* **Tâche courte a**:
D'après le texte sur la victoire de 1945, répondez s'il vous plaît à ces questions :
(i) Où et à quelles dates la capitulation nazie a-t-elle été signée ?
(ii) Combien de personnes les persécutions raciales ont-elles fait déporter vers les camps de la mort ?
(iii) D'où et à quelle date le général de Gaulle a-t-il lancé son Appel ?
═══ Texte de la page
La guerre qui s'achevait le 8 mai 1945 avait ravagé le Continent et y avait fait plusieurs dizaines de millions de morts, non seulement du fait des opérations militaires, qui souvent sciemment n'épargnèrent pas les populations civiles, mais aussi conséquence de politiques génocidaires dont les camps de concentration nazis venant d'être libérés avaient tragiquement révélé l'ampleur et la barbarie.
Cette victoire sur le nazisme que concrétisaient la prise de Berlin par l'Armée rouge et la capitulation nazie signée le 7 mai à Reims puis le lendemain 8 mai à Berlin avait certes été celle des armées soviétique, américaine et britannique auxquelles s'étaient jointes dès le début de la guerre les Forces Françaises Libres et, en 1944, la libération de la France quasi-achevée, la 1ère Armée française, aux côtés de forces canadiennes, polonaises, belges, néerlandaises, norvégiennes, yougoslaves…
Elle était aussi la victoire des peuples qui refusèrent l'asservissement et au sein desquels – jusques et y compris dans les pays fascistes – prirent naissance et se développèrent des mouvements de Résistance, luttant pour la libération de leurs patries, pour la liberté, pour le respect de la dignité humaine, de la vie humaine.
Dans notre pays, la France, un régime félon installé par Pétain allait se mettre aux ordres de l'occupant dans la mise en œuvre d'une répression contre les démocrates, les patriotes qui, par milliers et milliers furent fusillés, par milliers et milliers massacrés, par dizaines de milliers déportés dans les camps de concentration, ainsi que dans celle des persécutions raciales qui aboutirent à la déportation de plus de 70 000 hommes, femmes et enfants vers les camps de la mort ; d'où bien peu revinrent.
Mais, dès l'été 1940, à l'extérieur du pays, l'Appel du général de Gaulle lancé depuis Londres le 18 juin allait rassembler autour de lui les premiers Français libres, tandis que sur le sol national occupé, des femmes et des hommes allaient refuser la capitulation, l'occupation, l'assassinat de la République et la suppression des libertés, affirmer leur volonté de poursuivre le combat.
══════
═══ Enregistrements à traiter
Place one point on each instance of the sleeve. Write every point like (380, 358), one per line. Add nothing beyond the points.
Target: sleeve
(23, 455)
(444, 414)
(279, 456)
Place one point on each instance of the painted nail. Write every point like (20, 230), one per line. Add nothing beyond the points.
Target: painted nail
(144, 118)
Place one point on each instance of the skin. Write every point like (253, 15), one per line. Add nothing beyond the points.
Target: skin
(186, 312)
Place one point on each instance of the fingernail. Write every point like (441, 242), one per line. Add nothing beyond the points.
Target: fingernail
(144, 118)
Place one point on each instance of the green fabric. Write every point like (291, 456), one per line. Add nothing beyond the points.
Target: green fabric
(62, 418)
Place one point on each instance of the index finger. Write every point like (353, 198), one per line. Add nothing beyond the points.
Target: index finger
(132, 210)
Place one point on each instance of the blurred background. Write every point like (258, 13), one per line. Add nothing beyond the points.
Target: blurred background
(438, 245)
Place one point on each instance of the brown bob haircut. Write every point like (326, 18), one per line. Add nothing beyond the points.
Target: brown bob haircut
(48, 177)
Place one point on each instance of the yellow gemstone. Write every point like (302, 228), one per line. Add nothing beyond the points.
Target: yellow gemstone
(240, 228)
══════
* **Tâche courte b**:
Présentez en CSV à deux colonnes, consigne et reponse, les enregistrements situés entre la ligne qui contient "Place one point on each instance of the yellow" et la fin des enregistrements, bornes incluses. Mettez une ligne par enregistrement, chaque champ entre guillemets, avec les sauts de ligne remplacés par des espaces.

* **Réponse complète a**:
(i) Le 7 mai à Reims, puis le lendemain, 8 mai, à Berlin.
(ii) Plus de 70 000 hommes, femmes et enfants.
(iii) Depuis Londres, le 18 juin 1940.

* **Réponse complète b**:
consigne,reponse
"Place one point on each instance of the yellow gemstone. Write every point like (302, 228), one per line. Add nothing beyond the points. Target: yellow gemstone","(240, 228)"